→ Given instruction
Copy out the lines below exactly, starting at the line that contains "Please identify the white cloud" and ending at the line that contains "<point>46,229</point>", with both of those lines included.

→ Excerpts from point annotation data
____________

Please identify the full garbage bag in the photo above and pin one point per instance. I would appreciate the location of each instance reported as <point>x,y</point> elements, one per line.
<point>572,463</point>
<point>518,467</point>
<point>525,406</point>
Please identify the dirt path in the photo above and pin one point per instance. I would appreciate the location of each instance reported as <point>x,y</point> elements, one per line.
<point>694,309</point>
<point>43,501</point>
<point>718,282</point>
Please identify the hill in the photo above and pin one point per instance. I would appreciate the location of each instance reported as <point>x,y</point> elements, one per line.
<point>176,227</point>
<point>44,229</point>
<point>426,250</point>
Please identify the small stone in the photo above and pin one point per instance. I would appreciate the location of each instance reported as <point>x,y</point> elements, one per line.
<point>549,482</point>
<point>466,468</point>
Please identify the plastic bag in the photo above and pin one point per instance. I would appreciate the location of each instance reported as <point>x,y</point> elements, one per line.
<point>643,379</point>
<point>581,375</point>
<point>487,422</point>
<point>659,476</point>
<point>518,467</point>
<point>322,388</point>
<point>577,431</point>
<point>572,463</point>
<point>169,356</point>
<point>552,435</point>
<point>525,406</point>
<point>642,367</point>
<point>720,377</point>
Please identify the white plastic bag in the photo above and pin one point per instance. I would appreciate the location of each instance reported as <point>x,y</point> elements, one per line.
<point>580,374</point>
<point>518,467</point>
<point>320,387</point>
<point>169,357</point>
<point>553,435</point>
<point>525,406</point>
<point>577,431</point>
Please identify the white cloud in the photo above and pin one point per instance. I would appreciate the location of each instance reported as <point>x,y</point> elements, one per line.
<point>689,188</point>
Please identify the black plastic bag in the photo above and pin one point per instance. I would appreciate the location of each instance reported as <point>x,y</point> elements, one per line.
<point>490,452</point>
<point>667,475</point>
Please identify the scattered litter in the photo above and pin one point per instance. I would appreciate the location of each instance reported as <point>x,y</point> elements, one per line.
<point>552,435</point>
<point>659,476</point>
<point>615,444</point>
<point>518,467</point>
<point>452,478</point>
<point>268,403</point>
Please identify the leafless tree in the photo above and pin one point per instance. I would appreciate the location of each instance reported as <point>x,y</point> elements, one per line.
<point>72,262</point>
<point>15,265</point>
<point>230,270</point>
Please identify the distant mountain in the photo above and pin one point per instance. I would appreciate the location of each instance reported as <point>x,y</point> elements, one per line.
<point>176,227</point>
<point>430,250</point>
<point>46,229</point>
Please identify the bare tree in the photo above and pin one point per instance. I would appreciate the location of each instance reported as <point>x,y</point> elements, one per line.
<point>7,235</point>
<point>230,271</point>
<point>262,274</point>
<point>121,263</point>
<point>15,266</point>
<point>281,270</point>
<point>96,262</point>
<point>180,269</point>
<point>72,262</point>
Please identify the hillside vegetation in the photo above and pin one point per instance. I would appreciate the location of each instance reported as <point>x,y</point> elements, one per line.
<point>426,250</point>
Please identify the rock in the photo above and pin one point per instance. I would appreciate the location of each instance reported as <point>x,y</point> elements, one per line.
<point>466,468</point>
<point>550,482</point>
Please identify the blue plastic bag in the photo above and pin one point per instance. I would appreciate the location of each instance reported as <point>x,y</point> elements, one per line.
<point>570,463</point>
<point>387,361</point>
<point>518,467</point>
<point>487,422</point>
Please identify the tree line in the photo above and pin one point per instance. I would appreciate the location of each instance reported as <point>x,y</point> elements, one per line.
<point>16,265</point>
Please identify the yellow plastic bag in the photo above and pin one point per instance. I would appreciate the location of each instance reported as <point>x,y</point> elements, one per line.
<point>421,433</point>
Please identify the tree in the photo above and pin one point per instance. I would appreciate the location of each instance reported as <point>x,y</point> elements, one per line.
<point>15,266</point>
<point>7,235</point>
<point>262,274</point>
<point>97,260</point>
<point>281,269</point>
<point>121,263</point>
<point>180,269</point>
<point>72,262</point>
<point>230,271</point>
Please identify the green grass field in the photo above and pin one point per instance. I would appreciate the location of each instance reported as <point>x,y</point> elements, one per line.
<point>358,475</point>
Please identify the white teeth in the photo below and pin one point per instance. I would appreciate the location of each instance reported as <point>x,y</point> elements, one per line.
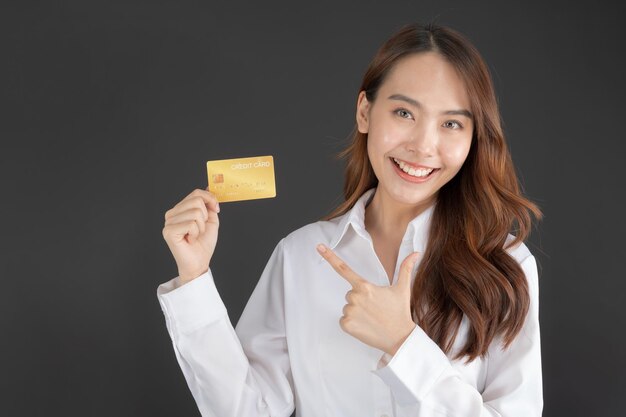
<point>420,172</point>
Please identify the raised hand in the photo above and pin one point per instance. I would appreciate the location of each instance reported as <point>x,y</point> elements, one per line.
<point>379,316</point>
<point>190,231</point>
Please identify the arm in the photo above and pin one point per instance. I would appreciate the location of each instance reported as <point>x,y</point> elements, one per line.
<point>231,372</point>
<point>420,372</point>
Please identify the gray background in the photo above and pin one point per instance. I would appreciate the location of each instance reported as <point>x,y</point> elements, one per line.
<point>111,109</point>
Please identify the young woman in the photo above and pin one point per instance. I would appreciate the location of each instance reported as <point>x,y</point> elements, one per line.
<point>412,298</point>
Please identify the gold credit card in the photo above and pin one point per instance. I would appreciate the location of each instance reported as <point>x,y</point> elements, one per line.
<point>242,178</point>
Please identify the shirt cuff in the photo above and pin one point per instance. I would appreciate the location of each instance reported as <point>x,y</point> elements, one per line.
<point>414,369</point>
<point>192,305</point>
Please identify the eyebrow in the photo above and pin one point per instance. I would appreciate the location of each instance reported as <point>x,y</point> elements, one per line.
<point>415,103</point>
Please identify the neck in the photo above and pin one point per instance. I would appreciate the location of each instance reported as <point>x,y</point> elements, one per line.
<point>387,217</point>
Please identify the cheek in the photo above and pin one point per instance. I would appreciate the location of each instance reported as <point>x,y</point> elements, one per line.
<point>455,153</point>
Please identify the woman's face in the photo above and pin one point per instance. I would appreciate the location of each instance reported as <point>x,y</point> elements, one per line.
<point>421,118</point>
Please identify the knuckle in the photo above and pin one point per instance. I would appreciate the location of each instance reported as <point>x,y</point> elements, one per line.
<point>343,267</point>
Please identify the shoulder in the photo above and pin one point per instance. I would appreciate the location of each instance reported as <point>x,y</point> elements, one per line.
<point>527,262</point>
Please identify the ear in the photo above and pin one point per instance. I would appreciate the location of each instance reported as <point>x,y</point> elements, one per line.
<point>362,113</point>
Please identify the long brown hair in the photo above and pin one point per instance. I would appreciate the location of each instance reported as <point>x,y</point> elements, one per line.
<point>465,268</point>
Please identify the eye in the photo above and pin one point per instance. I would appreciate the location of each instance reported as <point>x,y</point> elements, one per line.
<point>453,124</point>
<point>405,114</point>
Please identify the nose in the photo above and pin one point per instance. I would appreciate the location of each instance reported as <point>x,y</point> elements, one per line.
<point>423,139</point>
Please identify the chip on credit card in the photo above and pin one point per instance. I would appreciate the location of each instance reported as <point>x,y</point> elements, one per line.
<point>242,178</point>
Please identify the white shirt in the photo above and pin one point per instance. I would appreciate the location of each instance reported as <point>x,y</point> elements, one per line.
<point>288,349</point>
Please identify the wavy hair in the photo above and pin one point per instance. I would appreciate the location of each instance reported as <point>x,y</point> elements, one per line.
<point>465,268</point>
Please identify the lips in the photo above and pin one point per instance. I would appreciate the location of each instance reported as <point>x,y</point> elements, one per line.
<point>412,178</point>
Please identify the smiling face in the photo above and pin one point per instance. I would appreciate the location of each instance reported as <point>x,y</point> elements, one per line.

____________

→ Response for this exercise
Please identify the white cloud in the photo above and pin one point per instance. I would appreciate the location of each instance reported as <point>x,y</point> elements, one per line.
<point>689,188</point>
Please identify the black plastic bag in the photo above and pin one point per instance. I would appreciate the location of each instance reported as <point>x,y</point> elements, one per line.
<point>490,452</point>
<point>667,475</point>
Please identify the scattered litter in the photo above and pin one point per instance. I would appreciate the location of each instance reported as <point>x,y</point> elements, one per line.
<point>552,435</point>
<point>659,476</point>
<point>615,444</point>
<point>518,467</point>
<point>452,478</point>
<point>268,403</point>
Please identify the leafless tree in the photo above and pin one point per instance. I would appreciate the location of each instance reported as <point>x,y</point> elements, one per line.
<point>72,262</point>
<point>15,265</point>
<point>230,270</point>
Please identify the distant mountain in the photo above and pin one point per instance. I would appreciate the location of each instance reported as <point>x,y</point> elements, one per line.
<point>176,227</point>
<point>430,250</point>
<point>46,229</point>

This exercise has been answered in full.